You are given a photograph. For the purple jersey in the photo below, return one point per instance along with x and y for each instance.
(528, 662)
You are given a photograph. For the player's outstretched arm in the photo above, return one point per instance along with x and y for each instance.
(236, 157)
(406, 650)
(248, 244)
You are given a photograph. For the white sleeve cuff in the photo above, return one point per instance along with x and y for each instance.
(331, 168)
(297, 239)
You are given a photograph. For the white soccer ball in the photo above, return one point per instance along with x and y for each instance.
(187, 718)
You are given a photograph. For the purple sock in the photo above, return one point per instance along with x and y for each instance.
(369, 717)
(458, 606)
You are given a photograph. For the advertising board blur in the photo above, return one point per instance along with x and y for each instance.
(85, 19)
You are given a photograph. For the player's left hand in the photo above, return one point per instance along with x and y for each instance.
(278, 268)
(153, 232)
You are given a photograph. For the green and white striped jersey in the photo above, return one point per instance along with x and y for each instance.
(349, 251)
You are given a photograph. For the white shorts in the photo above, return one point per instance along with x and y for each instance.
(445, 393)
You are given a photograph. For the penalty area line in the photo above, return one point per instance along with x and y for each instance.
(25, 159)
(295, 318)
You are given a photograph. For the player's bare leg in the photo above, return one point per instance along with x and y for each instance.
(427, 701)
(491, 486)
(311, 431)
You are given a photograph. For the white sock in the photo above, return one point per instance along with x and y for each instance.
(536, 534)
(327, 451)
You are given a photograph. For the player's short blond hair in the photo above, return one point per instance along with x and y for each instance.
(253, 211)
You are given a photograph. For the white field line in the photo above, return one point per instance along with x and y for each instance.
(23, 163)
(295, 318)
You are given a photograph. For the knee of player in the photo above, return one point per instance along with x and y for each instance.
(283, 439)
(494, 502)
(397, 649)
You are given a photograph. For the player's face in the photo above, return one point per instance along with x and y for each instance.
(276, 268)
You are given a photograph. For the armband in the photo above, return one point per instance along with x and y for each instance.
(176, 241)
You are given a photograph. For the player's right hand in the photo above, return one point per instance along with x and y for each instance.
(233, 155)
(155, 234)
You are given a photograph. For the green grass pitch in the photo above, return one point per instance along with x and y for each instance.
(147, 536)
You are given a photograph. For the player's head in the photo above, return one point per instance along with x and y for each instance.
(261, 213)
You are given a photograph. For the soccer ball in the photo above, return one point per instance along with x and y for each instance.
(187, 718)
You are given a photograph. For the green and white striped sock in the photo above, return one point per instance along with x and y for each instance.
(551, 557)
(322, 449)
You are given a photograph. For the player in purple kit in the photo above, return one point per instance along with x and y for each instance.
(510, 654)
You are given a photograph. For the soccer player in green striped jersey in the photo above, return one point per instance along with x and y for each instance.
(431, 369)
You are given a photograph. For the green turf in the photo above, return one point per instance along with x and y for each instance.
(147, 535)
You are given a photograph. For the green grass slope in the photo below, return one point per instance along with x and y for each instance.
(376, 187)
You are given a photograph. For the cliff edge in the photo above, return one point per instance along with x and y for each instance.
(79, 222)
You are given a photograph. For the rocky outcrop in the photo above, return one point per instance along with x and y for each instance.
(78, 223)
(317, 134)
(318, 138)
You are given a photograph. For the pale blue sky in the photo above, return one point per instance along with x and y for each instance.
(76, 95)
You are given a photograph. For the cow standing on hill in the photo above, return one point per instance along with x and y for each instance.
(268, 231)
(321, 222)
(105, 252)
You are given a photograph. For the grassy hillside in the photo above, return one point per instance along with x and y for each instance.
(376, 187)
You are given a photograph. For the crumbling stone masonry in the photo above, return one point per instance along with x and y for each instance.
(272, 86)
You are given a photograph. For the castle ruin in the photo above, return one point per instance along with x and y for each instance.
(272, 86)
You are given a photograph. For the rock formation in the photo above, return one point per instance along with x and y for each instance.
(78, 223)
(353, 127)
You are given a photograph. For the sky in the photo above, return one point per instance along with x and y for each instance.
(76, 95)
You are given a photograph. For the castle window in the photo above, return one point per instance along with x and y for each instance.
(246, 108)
------------------------
§ What you need to do: All of the records above should be transcribed exactly.

§ Output of the exercise:
You are given a photograph. For the purple jersey in the photo below, return one point per instance along with x and y for each instance.
(528, 662)
You are given a photograph. For the player's outstretched arm in the photo above, return one point per instance along with x and y for each instance.
(236, 157)
(406, 650)
(248, 244)
You are given a photograph. For the white sleeve cuff in the photo above, return one point per instance along with x and y for each instance.
(331, 168)
(297, 239)
You are given a photograph. For the white soccer ball in the photo above, return one point per instance along with x and y for each instance.
(187, 718)
You are given a photograph. For the purple sock in the photo above, return one point per instance along with x and y for each instance.
(369, 717)
(458, 606)
You are given a photograph. For the advertising board blur in the photo above, return one point per instance along with x and y for each instance.
(85, 19)
You are given a photograph. For the player's left hand in the photo above, return one point per instance along with x and y for each instance.
(278, 268)
(153, 232)
You are given a photograph. For the green and white striped jersey in the photo above, return one point per instance along with x and y for each instance.
(349, 251)
You are given a photograph. For the white shorts in the photo above, return one point per instance along with x and y for each instance.
(445, 393)
You are given a photograph. For the penalty area line in the photo above, return one point per instance along with x and y for each instance.
(25, 159)
(295, 318)
You are given a photograph. For the player's bare leg in the photo above, return one point per instance along with x and y for each instance.
(427, 701)
(491, 486)
(311, 431)
You are given a photograph. For the white sock in the photo above, return one point per instance along with x and y for each instance.
(536, 534)
(327, 451)
You are given a photograph. For the player's short blond hair in the photo above, return one point per instance along with x and y for each instance.
(253, 211)
You are given a photograph. For the white field line in the photo above, return one point per instance along with x and y for each instance.
(23, 163)
(295, 318)
You are given a photograph. For the knee of player in the photo above, return one point per instance along with x and y for each instance.
(283, 439)
(494, 502)
(397, 649)
You are given a photograph. For the player's face in the photo above, return one point per instance along with x and y for each instance.
(276, 268)
You are given a photograph. For the armband in the photo above, return one point per instance along with x and y for each instance.
(176, 241)
You are given a photograph. For the player's right hand in the photo above, return one point per instance along with x and y for each instance.
(233, 155)
(155, 234)
You are given a photograph. For the green grass pitch in the photo above, return one point per instance along with x and y for each instance.
(147, 536)
You are given a photograph. For the player's head in the photo above, return one point per instance along with x and y for each instance.
(261, 213)
You are given a photograph. For the soccer ball in the photo above, return one point per instance along with x and y for each instance.
(187, 718)
You are given a photograph. For the green and white striped sock in the photo above, return one point per instance along with x and y for each instance.
(551, 557)
(322, 449)
You are given a photograph. For the player in purple kit in the photo above, return one point per instance along with x and y for each instance.
(510, 654)
You are given a photograph. For the soccer player in green striped jersey in the photo above, return one point per instance along with x and y for each instance.
(431, 369)
You are given a photograph. For the green turf in the photo above, return one point per instance along with x and y for each instance.
(147, 535)
You are given a photograph. For the green grass slope in the photo below, return one point per instance along with x and y for each instance.
(376, 187)
You are given a photograph. For the cliff edge in the photo above, return one point per instance along with x and y for each instance.
(79, 222)
You are given a photograph. For the rocky outcrop in the photo above, return one point per instance along with x and y for each instance.
(78, 223)
(317, 134)
(318, 138)
You are given a photograph. For the pale blue sky in the photo above, return one point per instance along with x and y for each instance.
(76, 95)
You are given a photograph. For the cow standing on hill in the photo above, return one point per instance along with x and y for each instance.
(268, 231)
(321, 222)
(105, 252)
You are given a photograph. For the grassy hillside in the photo above, return one point per instance along with x and y for each instance.
(376, 187)
You are given a photograph. For the crumbling stone masonry in the photo above, return one point per instance along with x and y for each instance.
(272, 86)
You are given a photograph. For the castle ruin in the photo above, return one point per instance along with x and y for each instance.
(272, 86)
You are given a photograph. For the rock formation in the photo above, return one point per instance along with x and y for each instance.
(78, 223)
(353, 127)
You are given a photograph. For the sky in the photo above, return one point per instance along with x and y for each instance.
(76, 95)
You are given a photograph. For the castle window in the photo above, return one point per instance along with x and y for each instance.
(246, 108)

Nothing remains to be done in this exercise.